Let’s take a moment to reflect! The doctor whose program was the basis for the President’s Emergency Plan for AIDS Relief (at least according to former U.S. GAC Dybul), said that “reproductive health is a clean word,” and that the “integration of reproductive health services with HIV” programming should be a priority for the future of PEPFAR’s implementation. 
 
Feels good, doesn’t it? Having spent the last two years fighting for improvements to PEPFAR’s prevention policies toward young people and women, Dr. Mugyenyi’s statements really made my day.
 
There was just one down side -  while Dr. Mugyenyi focused on the specific vulnerabilities of very young children and women to infection, he did not elaborate on the particular needs of adolescents. According to UNAIDS, young people under the age of 25 comprise 45 percent of all new infections. Young people must be at the core of any new strategy. The stigma of sex blocks the information and resources critical to the prevention of transmission among youth.  Dr. Mugyenyi’s point, that reproductive health care must be integrated with HIV testing and care services, would not only serve women, but also young people. Adequate sexual and reproductive health care resources for young people would serve to help normalize sexual health among adolescents and young adults, thus weakening the power of stigma to fuel new infections transmitted through unprotected sex.

**Questions on the material**
• A. List every abbreviation written in all capital letters in the post about PEPFAR and reproductive health, each one only once.
• B. From the post about PEPFAR and reproductive health, return the part that opens with the words containing "Let’s take a" and closes with "of PEPFAR’s implementation.".

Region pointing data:
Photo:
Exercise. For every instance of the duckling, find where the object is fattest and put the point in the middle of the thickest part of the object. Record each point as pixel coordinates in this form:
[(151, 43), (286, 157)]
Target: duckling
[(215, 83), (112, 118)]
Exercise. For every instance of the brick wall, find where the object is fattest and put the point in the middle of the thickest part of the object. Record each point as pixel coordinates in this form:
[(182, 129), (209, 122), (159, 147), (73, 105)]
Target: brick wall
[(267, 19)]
---
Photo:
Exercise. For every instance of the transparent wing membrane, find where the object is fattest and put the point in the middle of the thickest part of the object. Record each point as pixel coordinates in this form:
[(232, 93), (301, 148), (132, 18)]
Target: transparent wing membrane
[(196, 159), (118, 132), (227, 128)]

**Results for the exercise**
• A. AIDS, U.S., GAC, HIV, PEPFAR, UNAIDS

• B.
Let’s take a moment to reflect! The doctor whose program was the basis for the President’s Emergency Plan for AIDS Relief (at least according to former U.S. GAC Dybul), said that “reproductive health is a clean word,” and that the “integration of reproductive health services with HIV” programming should be a priority for the future of PEPFAR’s implementation.